### Exercise task
Return the exact lines spanning from the line with "dashed line in the photo above." through the last line of the entries, boundaries included, and no others.

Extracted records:
** Start **

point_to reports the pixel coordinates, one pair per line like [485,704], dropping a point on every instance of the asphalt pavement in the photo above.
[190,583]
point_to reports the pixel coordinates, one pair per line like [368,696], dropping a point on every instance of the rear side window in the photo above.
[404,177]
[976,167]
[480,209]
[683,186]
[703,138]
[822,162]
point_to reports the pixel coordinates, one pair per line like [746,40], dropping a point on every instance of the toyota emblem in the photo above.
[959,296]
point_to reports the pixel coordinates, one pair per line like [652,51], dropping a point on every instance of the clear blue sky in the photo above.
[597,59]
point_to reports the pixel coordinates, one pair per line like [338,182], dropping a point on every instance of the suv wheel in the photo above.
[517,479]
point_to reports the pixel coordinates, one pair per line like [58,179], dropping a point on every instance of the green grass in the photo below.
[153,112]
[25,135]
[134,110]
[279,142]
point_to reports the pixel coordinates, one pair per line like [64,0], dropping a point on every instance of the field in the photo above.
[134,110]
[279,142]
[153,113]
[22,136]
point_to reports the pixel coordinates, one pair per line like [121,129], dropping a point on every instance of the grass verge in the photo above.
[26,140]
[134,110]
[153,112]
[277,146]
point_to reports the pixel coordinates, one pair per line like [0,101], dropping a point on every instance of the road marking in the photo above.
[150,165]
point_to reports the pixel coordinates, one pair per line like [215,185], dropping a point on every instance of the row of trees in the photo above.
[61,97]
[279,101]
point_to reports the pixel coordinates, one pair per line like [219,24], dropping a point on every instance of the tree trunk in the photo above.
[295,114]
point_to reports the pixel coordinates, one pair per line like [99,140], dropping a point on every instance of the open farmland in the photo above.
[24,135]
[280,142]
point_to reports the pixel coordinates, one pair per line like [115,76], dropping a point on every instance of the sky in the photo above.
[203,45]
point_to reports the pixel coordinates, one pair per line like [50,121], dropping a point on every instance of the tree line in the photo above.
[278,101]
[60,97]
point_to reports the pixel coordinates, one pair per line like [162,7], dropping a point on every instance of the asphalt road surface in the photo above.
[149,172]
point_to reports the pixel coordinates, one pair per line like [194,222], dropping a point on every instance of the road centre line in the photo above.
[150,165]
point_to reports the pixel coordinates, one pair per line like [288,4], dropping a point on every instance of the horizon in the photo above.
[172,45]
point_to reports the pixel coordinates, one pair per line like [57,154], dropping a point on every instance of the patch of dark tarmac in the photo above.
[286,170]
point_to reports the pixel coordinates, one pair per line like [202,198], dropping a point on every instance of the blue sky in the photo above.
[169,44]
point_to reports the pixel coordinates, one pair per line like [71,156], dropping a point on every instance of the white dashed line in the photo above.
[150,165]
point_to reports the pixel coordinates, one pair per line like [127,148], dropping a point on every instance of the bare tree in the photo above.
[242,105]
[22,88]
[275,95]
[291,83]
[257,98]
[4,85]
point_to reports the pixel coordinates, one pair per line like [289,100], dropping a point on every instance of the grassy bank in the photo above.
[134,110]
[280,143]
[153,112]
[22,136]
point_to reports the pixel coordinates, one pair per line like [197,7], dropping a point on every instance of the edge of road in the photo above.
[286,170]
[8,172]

** End **

### Task response
point_to reports the pixel coordinates, one pair per line like [71,156], dropping a point on every instance of the white dashed line in the photo above.
[150,165]
point_to reports the pixel coordinates, one pair per line like [127,148], dropping a point on every instance of the bare tree in the photo above.
[242,105]
[22,88]
[275,95]
[291,83]
[257,98]
[4,85]
point_to reports the pixel coordinates, one pair per line like [289,100], dropping a point on every instance of the grassy bank in the photo above.
[134,110]
[280,143]
[153,112]
[22,136]
point_to reports the pixel coordinates, one pair per line like [197,7], dropping a point on every instance of the edge of road in the photo above.
[286,170]
[8,172]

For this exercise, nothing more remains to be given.